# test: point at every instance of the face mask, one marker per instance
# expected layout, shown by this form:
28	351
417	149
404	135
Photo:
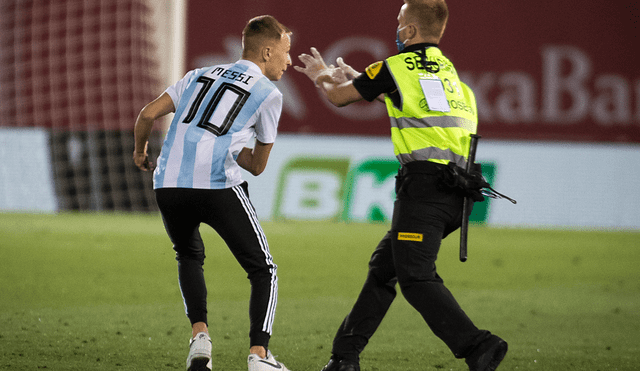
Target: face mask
399	43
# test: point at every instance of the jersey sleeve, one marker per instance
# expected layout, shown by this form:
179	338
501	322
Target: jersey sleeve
175	91
375	81
267	124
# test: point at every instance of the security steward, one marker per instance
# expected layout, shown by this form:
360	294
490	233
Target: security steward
432	116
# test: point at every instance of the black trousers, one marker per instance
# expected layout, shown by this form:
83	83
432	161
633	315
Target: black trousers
230	212
423	215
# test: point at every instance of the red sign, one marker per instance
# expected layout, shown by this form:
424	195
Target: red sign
545	70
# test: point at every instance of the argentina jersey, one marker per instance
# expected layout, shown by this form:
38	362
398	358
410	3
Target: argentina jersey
218	109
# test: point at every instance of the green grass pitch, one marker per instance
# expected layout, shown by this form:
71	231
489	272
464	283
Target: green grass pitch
99	292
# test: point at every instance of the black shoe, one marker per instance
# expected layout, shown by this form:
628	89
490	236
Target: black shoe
488	355
340	365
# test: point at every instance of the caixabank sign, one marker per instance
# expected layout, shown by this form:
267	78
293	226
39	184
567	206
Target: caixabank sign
321	188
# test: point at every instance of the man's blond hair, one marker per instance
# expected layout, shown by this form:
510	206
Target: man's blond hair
429	15
261	31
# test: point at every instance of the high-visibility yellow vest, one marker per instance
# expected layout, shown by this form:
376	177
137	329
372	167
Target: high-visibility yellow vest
421	127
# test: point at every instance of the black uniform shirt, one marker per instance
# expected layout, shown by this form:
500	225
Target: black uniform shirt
377	78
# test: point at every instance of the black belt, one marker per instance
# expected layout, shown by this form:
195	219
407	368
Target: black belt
421	167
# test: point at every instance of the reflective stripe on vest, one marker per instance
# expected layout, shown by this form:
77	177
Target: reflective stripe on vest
419	134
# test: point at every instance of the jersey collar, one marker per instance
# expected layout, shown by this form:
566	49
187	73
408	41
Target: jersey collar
421	46
251	65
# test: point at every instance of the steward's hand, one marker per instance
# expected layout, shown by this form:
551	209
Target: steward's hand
314	66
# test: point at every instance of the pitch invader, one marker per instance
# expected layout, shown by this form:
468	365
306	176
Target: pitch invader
198	180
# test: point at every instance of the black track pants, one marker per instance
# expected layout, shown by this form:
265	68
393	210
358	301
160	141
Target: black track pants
232	215
423	216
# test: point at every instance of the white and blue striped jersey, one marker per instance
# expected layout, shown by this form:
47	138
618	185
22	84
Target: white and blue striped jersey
218	109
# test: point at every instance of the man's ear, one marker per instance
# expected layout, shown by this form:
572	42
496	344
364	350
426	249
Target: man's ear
266	53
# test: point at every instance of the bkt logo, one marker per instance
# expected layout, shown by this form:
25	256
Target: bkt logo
333	189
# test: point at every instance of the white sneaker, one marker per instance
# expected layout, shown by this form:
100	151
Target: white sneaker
199	353
265	364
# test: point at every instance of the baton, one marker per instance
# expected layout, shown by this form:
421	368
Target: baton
468	202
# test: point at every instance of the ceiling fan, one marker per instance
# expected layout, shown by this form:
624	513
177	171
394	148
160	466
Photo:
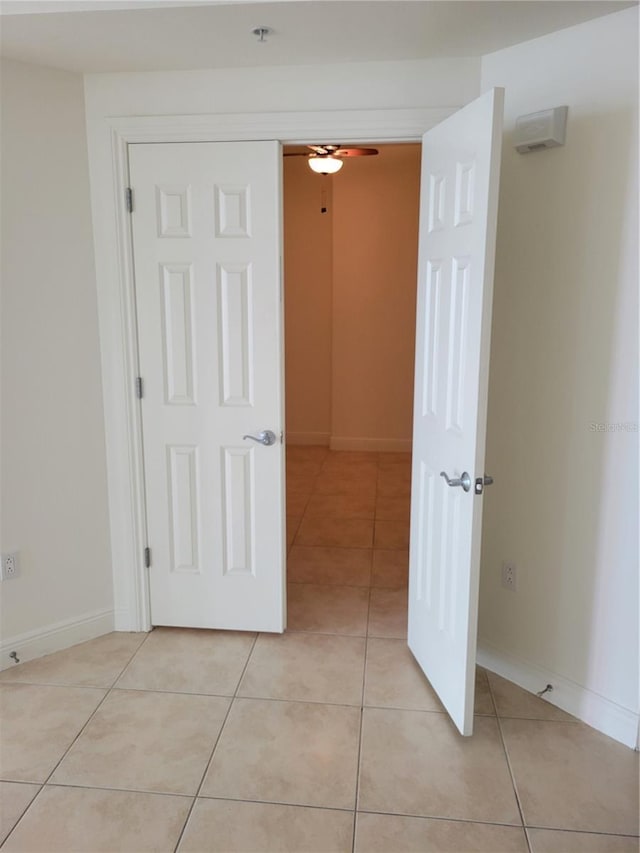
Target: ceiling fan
327	159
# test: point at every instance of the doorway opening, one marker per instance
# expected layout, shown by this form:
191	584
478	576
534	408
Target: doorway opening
350	268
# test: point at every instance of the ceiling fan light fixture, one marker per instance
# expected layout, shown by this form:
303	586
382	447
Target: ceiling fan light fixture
325	164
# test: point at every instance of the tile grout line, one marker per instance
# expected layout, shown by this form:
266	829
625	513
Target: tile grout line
215	745
66	752
510	768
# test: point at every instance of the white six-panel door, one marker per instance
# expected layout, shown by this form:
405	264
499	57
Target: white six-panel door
207	236
459	198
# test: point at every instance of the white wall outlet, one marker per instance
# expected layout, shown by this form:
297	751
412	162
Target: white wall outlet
509	576
10	566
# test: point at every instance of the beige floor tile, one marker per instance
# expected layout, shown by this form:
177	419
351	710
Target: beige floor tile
386	833
393	483
37	726
356	484
77	820
391	534
146	741
327	609
306	451
96	663
14	799
304	466
189	660
301	482
335	532
416	763
388	613
352	457
340	506
483	701
307	668
513	701
220	826
571	777
392	458
394	679
558	841
297	500
390	568
342	566
287	752
293	525
393	508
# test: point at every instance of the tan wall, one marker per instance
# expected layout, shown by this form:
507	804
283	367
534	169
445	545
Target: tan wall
308	270
375	248
350	290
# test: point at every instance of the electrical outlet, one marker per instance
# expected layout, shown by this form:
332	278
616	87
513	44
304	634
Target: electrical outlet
10	566
509	576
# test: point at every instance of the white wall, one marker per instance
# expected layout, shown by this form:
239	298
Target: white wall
54	500
362	85
564	356
413	94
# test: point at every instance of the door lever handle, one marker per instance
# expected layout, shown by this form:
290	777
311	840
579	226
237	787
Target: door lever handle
266	437
481	482
463	480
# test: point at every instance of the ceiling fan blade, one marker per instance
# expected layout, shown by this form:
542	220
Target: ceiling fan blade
323	149
355	152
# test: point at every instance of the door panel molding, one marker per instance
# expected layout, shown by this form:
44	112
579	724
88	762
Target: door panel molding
108	142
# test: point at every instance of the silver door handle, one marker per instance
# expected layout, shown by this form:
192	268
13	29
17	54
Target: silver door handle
464	480
265	437
481	482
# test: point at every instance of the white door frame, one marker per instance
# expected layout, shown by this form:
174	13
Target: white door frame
108	154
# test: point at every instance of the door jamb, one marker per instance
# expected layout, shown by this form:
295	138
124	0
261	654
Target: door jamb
117	308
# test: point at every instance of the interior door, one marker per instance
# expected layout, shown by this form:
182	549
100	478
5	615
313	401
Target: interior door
206	235
458	211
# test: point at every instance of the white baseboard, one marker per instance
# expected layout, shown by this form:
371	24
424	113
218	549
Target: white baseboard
602	714
308	438
55	637
394	445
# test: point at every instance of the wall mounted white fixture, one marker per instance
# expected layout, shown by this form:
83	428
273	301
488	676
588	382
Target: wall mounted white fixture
536	131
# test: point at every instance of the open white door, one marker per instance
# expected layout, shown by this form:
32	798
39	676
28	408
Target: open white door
458	212
206	238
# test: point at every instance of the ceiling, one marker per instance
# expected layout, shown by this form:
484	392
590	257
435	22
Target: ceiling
156	36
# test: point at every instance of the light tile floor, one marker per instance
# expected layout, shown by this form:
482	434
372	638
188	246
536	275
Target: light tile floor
326	738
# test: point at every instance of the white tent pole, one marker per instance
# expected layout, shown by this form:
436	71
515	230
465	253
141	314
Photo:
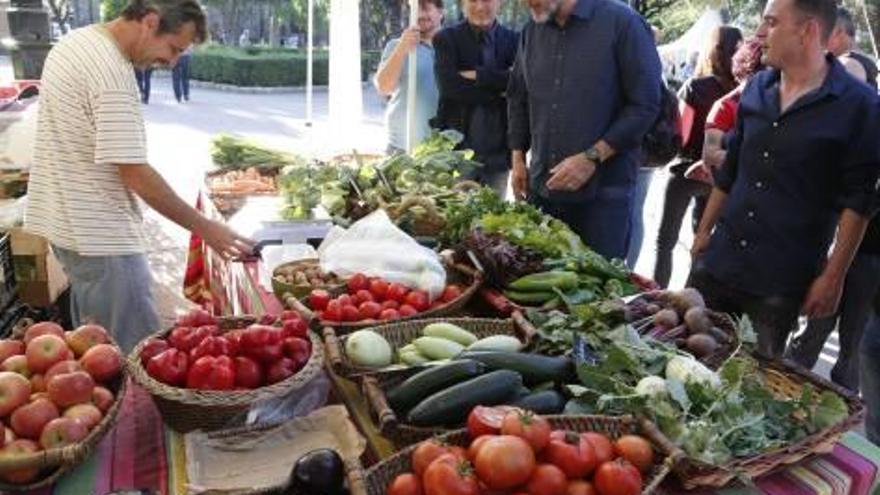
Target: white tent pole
411	82
309	60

● **How to complete this task**: Would you retype the entries above in full, exactly as written, minus the pictures?

● **Written reply**:
# test: point at every instance of the face mask, one marker per instance
# expected layout, shown by this form:
28	351
417	149
404	135
Photo:
Target: face mask
399	43
# test: point at every instance of the jersey sleeve, one marker per instance
# expected layout, shown by this form:
179	338
501	322
Target: jersey sleeve
175	91
375	81
267	124
# test: point at every instance of the security steward, one marker per instance
# expected layout, shown by this form:
360	294
490	233
Target: security steward
432	116
# test: point at every instance of the black trousers, one marker per instance
# expected layout, shown by this form:
83	83
432	161
633	315
Target: black trousers
230	212
423	215
# test: point at every instance of the red sign, one marker per instance
# expected layout, shown by this form:
424	195
Target: red sign
545	70
# test: point at every instance of the argentina jersey, one marker per instance
# expected layout, shown by this form:
38	362
398	358
410	3
Target: argentina jersey
218	109
# test: point at every instance of the green grass pitch, one marker per instance
# expected layout, shown by this form:
71	231
489	272
464	283
Target: green grass pitch
99	292
# test: point at every instance of the black shoe, one marker per instance
# expected layout, shown by this form:
628	89
490	236
Target: black shoe
488	355
340	365
# test: point at every instance of the caixabank sign, one marker per instance
# expected layout, shown by this form:
267	78
293	226
39	184
567	206
Target: caixabank sign
321	188
# test: point at every instance of the man's blond hair, one marker per instance
# expected layout, shown by this form:
510	206
Target: man's blond hair
429	15
261	31
# test: point at every instance of the high-visibility yellow vest, one marker per instance
# expected layout, shown by this form:
376	177
137	329
372	167
Target: high-visibility yellow vest
421	127
# test: point at every instance of the black uniform shirt, one marker per instance
# expected layout, shown by this form:
500	225
Target: black uniform shirt
377	78
# test: point at every instance of the black belt, one marker per instance
# expected layout, shown by this form:
195	219
407	368
Target: black belt
421	167
# test: point at every instance of the reflective stripe on vest, one marker per instance
# expected layout, shown by this form:
77	177
Target: reflective stripe on vest
419	134
# test: point at every instance of the jersey collar, one marker per instance
# expected layout, shown by this form:
566	49
187	73
408	41
Target: jersey collar
421	46
251	65
# test: point at every instance of the steward's hand, one marker per instance
# expected layout, shown by this form:
551	209
Target: steward's hand
314	66
# test: point at every instance of the pitch invader, one marker per instance
# expected layout, shown by this form:
468	365
306	176
Target: pitch invader
198	180
# test: point at every instance of the black track pants, one marker per instance
# expected layout, shown by this form:
265	68
393	210
358	301
160	141
Target: black track pants
232	215
423	216
# test: point at every instance of the white and blue striped jersey, one marker per instance
# expected layout, shown by this form:
47	138
618	185
22	84
Target: white and blue striped jersey
218	109
# test: point at every instance of the man's ear, one marker per instance
# expected layout, shown by this form:
572	42
496	344
364	350
426	249
Target: man's ear
266	53
# test: point at every instance of the bkt logo, one marker per instance
# expected layout, shown by this form:
25	256
Target: bkt logo
333	189
# test: point at every instance of the white sneaker, one marker per instance
# expected layout, shown by this form:
100	151
Target: white sneaker
199	353
265	364
# test: point at every instance of the baton, one marker per instance
# expected layout, shown by this form:
421	368
Target: baton
468	202
# test: point at every instance of the ceiling fan, one marker per instance
# expected layout, shown by this form:
624	513
177	171
394	148
160	466
Photo:
Target: ceiling fan
327	159
# test: point at every instance of the doorway opening, one marker per instance
# expected layout, shown by this form:
191	584
478	576
534	408
Target: doorway opening
350	268
# test: point at every instance of the ceiling fan light fixture, one marker per instance
# expected layout, shown by this form:
303	586
382	447
Target: ceiling fan light fixture
325	164
# test: point at every instance of the tile grout line, one marker per instance
# expected layout, shown by this form:
266	829
625	513
Target: tile grout line
215	745
66	752
510	768
# test: point at every instance of the white six-panel door, one marker per instance
# expected layout, shown by this form:
405	264
499	57
Target: white six-panel door
207	236
459	198
# test: point at every instance of the white wall outlet, one marker per instance
# expected layout, shown by this form:
297	751
412	162
Target: white wall outlet
509	576
10	566
# test: point at every instance of the beige floor tile, one marker per instance
# expected layout, shown by this form:
177	419
351	710
Target: beige floor tile
386	833
393	483
37	726
356	484
77	820
391	534
146	741
327	609
306	451
96	663
14	799
304	466
189	660
301	482
335	532
416	763
388	613
352	457
340	506
483	701
307	668
513	701
220	826
571	777
392	458
394	679
558	841
297	500
390	568
342	566
287	752
293	525
393	508
# test: point at every instance of the tan wall, one marker per instance
# expected layout, shown by this form:
507	804
283	367
534	169
445	545
Target: tan wall
308	270
375	248
350	290
# test: point at every instance of the electrical outlet, one marker per instance
# expected layout, shown by this form:
332	278
616	87
513	44
304	634
Target: electrical outlet
10	566
509	576
# test: point at every instance of the white wall, one marker per instance
# expected layout, shown by this form:
239	298
Target: white wall
54	500
362	85
564	356
413	94
# test: point at every instance of the door lever handle, one marker per instance
# expected layout, shown by this form:
290	777
311	840
579	226
237	787
Target: door lever handle
266	437
481	482
463	480
# test: point at every instance of the ceiling fan blade, one marker per instance
# expected layout, shown by this form:
542	220
Target: ceiling fan blade
323	149
355	152
# test: point at every instance of the door panel molding, one marker per instance
# expected layout, shown by this form:
44	112
579	724
88	762
Target: door panel molding
108	142
# test: point at every instance of the silver door handle, one marker per instance
# expected layout, shown by this form:
192	268
13	29
17	54
Target: silver door handle
464	480
265	437
481	482
# test: point at every instance of the white door frame, one marker per instance
# expected layout, shown by this form:
174	13
Target: white door frame
108	154
# test: point at every instance of the door jamb, one marker per instance
# expected layout, shown by this form:
295	138
124	0
261	654
Target: door jamb
117	308
# test: point at every instance of the interior door, one marker per instance
# expected layout, shown by this form:
182	549
100	478
5	615
313	401
Target: interior door
206	235
458	211
# test: point at every instance of the white baseboard, one marker per instance
# expected layout, shown by this form:
371	24
424	113
218	549
Target: white baseboard
602	714
308	438
55	637
394	445
# test: point at every instance of the wall mounted white fixture, one marker per instance
# expected layout, shown by this form:
83	428
273	301
488	676
588	382
Target: wall mounted white fixture
536	131
# test: point at every instance of the open white door, one marker per instance
# expected layout, shown by this form:
32	798
39	676
28	408
Target: open white door
458	212
206	238
# test: point at every instance of the ceiling, one marker per instance
# expected layout, shown by this form:
484	392
590	257
435	22
Target: ceiling
156	36
# test: point at every instance of the light tile floor, one marker per instance
# expected layout, shown by this form:
482	434
372	638
188	246
536	275
Target: light tile floor
326	738
# test: point at every instance of the white tent pole, one marker per instance
# expected layout, shown by this form:
436	71
515	230
465	253
141	314
Photo:
Target: white tent pole
411	82
309	60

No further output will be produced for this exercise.